*** Excerpted text ***
As you may have seen from some of the examples presented on this blog, social networks can vary in size from the simplest of interactions to full-on large-scale complex networks. This can pose a bit of a challenge for those wanting to understand what is going on in such a massive network.
Thankfully there is a solution to this and it’s known as core analysis – core analysis. Also known as degeneracy, this is the process of decomposing a large network down into its simplest form.
The most widely used algorithm is known as k-core which involves the process of repeatedly removing various edges from a node such that in order for the node to be present in the network, it requires a minimum number of edges k (its degree). In the context of this approach, the value of k represents the order of the core.
Here is a simple example. Let’s create a network composed of 10 nodes where the edges are formed with the probability of 0.4.
>>> G = nx.fast_gnp_random_graph(n=10, p=0.4)
As you can see this produces a fairly simple network where all nodes are linked to each other. By applying k-core where k= 2, we get the following result.
>>> G_k = G.copy()
>>> G_k = nx.k_core(G_k, k=2)
*** End of Excerpted text ***
*** Extracted information ***
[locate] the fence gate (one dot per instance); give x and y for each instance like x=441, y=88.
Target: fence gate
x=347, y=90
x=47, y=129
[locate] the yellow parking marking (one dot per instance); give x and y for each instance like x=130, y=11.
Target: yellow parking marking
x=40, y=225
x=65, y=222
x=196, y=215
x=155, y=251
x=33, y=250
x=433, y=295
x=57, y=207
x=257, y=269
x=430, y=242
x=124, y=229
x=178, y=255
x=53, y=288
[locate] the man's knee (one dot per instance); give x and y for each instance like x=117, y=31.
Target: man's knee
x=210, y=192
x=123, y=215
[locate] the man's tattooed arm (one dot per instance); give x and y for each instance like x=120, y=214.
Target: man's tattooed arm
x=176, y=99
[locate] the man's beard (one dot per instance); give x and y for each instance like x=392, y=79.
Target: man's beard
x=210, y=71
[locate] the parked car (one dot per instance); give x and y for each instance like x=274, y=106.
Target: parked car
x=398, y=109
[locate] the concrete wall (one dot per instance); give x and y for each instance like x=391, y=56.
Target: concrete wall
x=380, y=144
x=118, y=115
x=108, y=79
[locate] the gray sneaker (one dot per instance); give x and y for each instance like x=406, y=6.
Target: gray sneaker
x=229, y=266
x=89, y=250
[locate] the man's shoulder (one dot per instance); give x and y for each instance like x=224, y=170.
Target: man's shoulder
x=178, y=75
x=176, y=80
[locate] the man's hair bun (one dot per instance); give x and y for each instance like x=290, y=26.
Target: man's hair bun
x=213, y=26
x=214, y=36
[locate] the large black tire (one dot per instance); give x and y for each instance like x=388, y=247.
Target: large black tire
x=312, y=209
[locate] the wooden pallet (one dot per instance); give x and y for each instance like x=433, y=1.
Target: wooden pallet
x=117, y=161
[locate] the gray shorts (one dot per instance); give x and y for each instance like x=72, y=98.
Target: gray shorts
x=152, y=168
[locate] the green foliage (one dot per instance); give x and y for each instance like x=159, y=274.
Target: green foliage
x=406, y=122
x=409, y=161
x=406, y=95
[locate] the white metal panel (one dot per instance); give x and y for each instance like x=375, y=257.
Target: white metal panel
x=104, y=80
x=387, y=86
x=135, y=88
*** End of Extracted information ***
Do these statements agree with the text on network core analysis? For each, answer yes or no and quote the deciding words. (a) Core analysis is also called degeneracy. (b) The example network has 20 nodes. (c) In the k-core approach, k stands for the order of the core.

(a) Yes: "Also known as degeneracy"
(b) No: "a network composed of 10 nodes"
(c) Yes: "the value of k represents the order of the core"